● Short exercise: Copy out all the records, word for word.

(Records)
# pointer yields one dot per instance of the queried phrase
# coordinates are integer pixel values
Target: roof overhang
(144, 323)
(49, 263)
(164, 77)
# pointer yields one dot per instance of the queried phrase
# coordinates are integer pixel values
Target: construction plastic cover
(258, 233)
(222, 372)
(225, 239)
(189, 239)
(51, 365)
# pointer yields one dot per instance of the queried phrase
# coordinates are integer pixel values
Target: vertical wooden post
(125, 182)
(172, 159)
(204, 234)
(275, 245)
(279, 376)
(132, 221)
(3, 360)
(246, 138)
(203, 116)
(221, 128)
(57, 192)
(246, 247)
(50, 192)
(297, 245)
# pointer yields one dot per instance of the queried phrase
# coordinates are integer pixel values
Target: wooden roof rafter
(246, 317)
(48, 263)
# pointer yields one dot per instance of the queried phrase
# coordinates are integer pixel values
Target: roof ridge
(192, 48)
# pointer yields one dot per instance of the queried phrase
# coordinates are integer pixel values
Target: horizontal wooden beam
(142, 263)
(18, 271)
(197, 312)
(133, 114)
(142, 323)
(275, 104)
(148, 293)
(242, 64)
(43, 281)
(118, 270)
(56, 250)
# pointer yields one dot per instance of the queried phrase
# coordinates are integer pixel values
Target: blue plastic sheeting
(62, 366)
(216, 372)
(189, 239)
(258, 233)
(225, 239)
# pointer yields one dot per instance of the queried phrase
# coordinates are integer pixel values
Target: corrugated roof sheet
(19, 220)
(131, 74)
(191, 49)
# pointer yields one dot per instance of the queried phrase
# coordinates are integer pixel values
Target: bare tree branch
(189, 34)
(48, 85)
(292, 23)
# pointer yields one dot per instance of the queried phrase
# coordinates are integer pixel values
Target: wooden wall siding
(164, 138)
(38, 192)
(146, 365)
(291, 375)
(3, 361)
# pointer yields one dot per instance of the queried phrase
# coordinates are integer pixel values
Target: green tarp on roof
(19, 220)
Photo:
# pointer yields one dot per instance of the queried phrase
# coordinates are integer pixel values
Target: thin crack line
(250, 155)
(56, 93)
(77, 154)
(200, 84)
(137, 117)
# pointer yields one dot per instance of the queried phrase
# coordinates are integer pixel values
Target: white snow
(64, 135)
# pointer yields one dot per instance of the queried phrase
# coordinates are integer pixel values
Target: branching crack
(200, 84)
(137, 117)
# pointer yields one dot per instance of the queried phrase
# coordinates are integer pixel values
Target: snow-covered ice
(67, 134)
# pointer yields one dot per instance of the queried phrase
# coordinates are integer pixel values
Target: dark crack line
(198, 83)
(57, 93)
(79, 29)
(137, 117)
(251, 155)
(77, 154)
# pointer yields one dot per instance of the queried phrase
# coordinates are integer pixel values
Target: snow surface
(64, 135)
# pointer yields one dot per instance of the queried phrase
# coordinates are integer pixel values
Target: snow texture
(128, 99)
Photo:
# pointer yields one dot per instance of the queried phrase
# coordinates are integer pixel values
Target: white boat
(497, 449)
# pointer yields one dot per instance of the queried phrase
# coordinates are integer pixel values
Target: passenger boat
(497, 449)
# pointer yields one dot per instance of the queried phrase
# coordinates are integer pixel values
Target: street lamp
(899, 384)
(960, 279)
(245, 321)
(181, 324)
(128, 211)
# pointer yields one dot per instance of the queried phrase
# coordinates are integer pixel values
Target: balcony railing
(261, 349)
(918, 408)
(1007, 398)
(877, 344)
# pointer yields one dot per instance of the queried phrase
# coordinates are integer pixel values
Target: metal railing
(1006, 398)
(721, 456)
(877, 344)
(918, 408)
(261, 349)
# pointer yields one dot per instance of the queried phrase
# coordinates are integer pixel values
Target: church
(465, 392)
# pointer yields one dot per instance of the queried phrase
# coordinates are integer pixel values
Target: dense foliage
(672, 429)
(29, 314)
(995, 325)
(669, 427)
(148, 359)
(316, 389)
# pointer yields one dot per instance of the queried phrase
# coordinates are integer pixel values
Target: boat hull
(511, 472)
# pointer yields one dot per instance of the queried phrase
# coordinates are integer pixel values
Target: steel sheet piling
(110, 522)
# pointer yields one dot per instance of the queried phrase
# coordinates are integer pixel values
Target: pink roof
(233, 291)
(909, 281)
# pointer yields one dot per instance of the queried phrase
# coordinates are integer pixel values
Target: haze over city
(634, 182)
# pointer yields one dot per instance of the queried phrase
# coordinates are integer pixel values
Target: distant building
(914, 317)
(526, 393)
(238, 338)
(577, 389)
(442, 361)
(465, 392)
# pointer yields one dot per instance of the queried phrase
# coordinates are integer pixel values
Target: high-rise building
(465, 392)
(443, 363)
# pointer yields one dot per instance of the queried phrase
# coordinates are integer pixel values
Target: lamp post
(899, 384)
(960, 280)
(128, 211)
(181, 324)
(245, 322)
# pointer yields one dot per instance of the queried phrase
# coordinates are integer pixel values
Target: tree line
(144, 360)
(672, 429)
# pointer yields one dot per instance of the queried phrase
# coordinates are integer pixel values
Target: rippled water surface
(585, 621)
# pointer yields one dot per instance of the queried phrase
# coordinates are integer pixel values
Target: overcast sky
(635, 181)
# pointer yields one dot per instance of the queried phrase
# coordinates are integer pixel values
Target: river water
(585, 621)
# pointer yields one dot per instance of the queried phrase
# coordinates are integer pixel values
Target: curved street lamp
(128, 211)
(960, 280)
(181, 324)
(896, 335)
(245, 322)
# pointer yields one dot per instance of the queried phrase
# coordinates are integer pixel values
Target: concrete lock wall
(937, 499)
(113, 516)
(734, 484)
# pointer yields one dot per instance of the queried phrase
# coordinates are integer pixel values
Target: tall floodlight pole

● Completed task:
# pointer yields one dot per instance of the queried phrase
# coordinates are integer pixel values
Target: roof overhang
(144, 323)
(49, 263)
(164, 77)
# pointer yields one dot per instance of the queried phrase
# coordinates are integer pixel values
Target: construction plastic cover
(258, 233)
(222, 372)
(225, 239)
(189, 239)
(51, 365)
# pointer yields one dot per instance of the queried phrase
# coordinates are integer pixel values
Target: vertical wooden post
(125, 182)
(172, 159)
(204, 234)
(275, 245)
(279, 376)
(132, 221)
(3, 360)
(246, 138)
(203, 116)
(221, 128)
(57, 192)
(246, 247)
(50, 192)
(297, 245)
# pointer yields one dot per instance of the queried phrase
# coordinates are integer pixel values
Target: wooden roof rafter
(246, 317)
(48, 263)
# pointer yields one dot per instance of the queried phrase
# coordinates are integer pixel values
Target: roof ridge
(192, 48)
# pointer yields one dot per instance of the queried phrase
# coordinates are integer pixel values
Target: horizontal wooden beam
(142, 263)
(18, 271)
(197, 312)
(133, 114)
(142, 323)
(275, 104)
(148, 293)
(242, 64)
(43, 281)
(118, 270)
(56, 250)
# pointer yields one dot per instance of the queried phrase
# coordinates are integer pixel values
Target: blue plastic sheeting
(62, 366)
(216, 372)
(189, 239)
(258, 233)
(225, 239)
# pointer yields one dot per instance of the queried phrase
# coordinates are integer pixel values
Target: corrugated roof sheet
(19, 220)
(131, 74)
(191, 49)
# pointer yields one dot per instance of the queried phrase
# coordinates are integer pixel values
Target: bare tree branch
(189, 34)
(48, 85)
(292, 23)
# pointer yields one dot per instance of the queried phrase
# coordinates are integer pixel values
Target: wooden wall siding
(164, 138)
(38, 192)
(146, 365)
(291, 375)
(3, 361)
# pointer yields one dot per instance of the queried phrase
# coordinates are integer pixel values
Target: green tarp on roof
(19, 220)
Photo:
# pointer yields one dot per instance of the queried phrase
# coordinates are integer pixel values
Target: thin crack line
(250, 155)
(56, 93)
(77, 154)
(200, 84)
(137, 117)
# pointer yields one dot per instance of the queried phrase
# coordinates are integer pixel values
Target: white snow
(64, 135)
# pointer yields one dot per instance of the queried phrase
# coordinates are integer pixel values
Target: branching crack
(200, 84)
(137, 117)
# pointer yields one dot per instance of the queried phrase
# coordinates are integer pixel values
Target: snow-covered ice
(67, 134)
# pointer yields one dot per instance of the queried phrase
# coordinates are integer pixel values
Target: dark crack line
(198, 83)
(57, 93)
(79, 29)
(137, 117)
(251, 155)
(77, 154)
# pointer yields one dot per instance of the queried phrase
# coordinates are integer pixel values
Target: snow surface
(64, 135)
# pointer yields one dot per instance of the queried phrase
# coordinates are integer pixel values
Target: snow texture
(128, 99)
Photo:
# pointer yields one dot per instance of the queried phrase
# coordinates are integer pixel values
Target: white boat
(497, 449)
# pointer yields one dot per instance of the queried phrase
# coordinates are integer pixel values
Target: passenger boat
(497, 449)
# pointer yields one dot per instance of the queried phrase
# coordinates are integer pixel values
Target: street lamp
(899, 384)
(960, 279)
(245, 321)
(181, 324)
(128, 211)
# pointer yields one dot per instance of the queried phrase
# coordinates are integer pixel values
Target: balcony railing
(261, 349)
(918, 408)
(1007, 398)
(877, 344)
# pointer yields one dot per instance of the queried phrase
# coordinates are integer pixel values
Target: metal railing
(1006, 398)
(721, 456)
(877, 344)
(918, 408)
(261, 349)
# pointer yields one dot per instance of the queried phrase
# coordinates are integer pixel values
Target: church
(465, 392)
# pointer yields one dot per instance of the queried phrase
# coordinates are integer pixel values
Target: dense foliage
(672, 429)
(29, 314)
(995, 325)
(669, 427)
(148, 359)
(316, 389)
# pointer yields one dot per instance of the queried phrase
# coordinates are integer pixel values
Target: boat hull
(511, 472)
# pointer yields one dot per instance of the queried phrase
# coordinates are integer pixel values
Target: steel sheet piling
(110, 522)
# pointer yields one dot per instance of the queried phrase
# coordinates are integer pixel values
Target: pink roof
(233, 291)
(909, 281)
# pointer yields one dot per instance of the queried phrase
# coordinates are integer pixel values
Target: haze over city
(634, 182)
# pointer yields one dot per instance of the queried phrase
# coordinates are integer pixel values
Target: distant building
(914, 317)
(526, 393)
(238, 338)
(577, 389)
(442, 361)
(465, 392)
# pointer yields one dot per instance of the queried phrase
# coordinates are integer pixel values
Target: high-rise building
(465, 392)
(443, 363)
# pointer yields one dot per instance of the queried phrase
# coordinates are integer pixel values
Target: lamp post
(899, 384)
(960, 280)
(128, 211)
(181, 324)
(245, 322)
# pointer yields one dot per instance of the queried phrase
# coordinates are integer pixel values
Target: tree line
(144, 360)
(672, 429)
# pointer yields one dot per instance of the queried phrase
# coordinates are integer pixel values
Target: rippled water surface
(585, 621)
# pointer yields one dot per instance of the queried phrase
# coordinates are integer pixel values
Target: overcast sky
(635, 181)
# pointer yields one dot per instance of the queried phrase
# coordinates are integer pixel values
Target: river water
(585, 621)
# pointer yields one dot per instance of the queried phrase
# coordinates are integer pixel values
Target: curved street lamp
(128, 211)
(960, 280)
(181, 324)
(896, 335)
(245, 322)
# pointer yields one dot per instance of the queried phrase
# coordinates are integer pixel values
Target: concrete lock wall
(937, 499)
(113, 516)
(734, 484)
# pointer yields one dot per instance of the queried phrase
# coordinates are integer pixel values
Target: tall floodlight pole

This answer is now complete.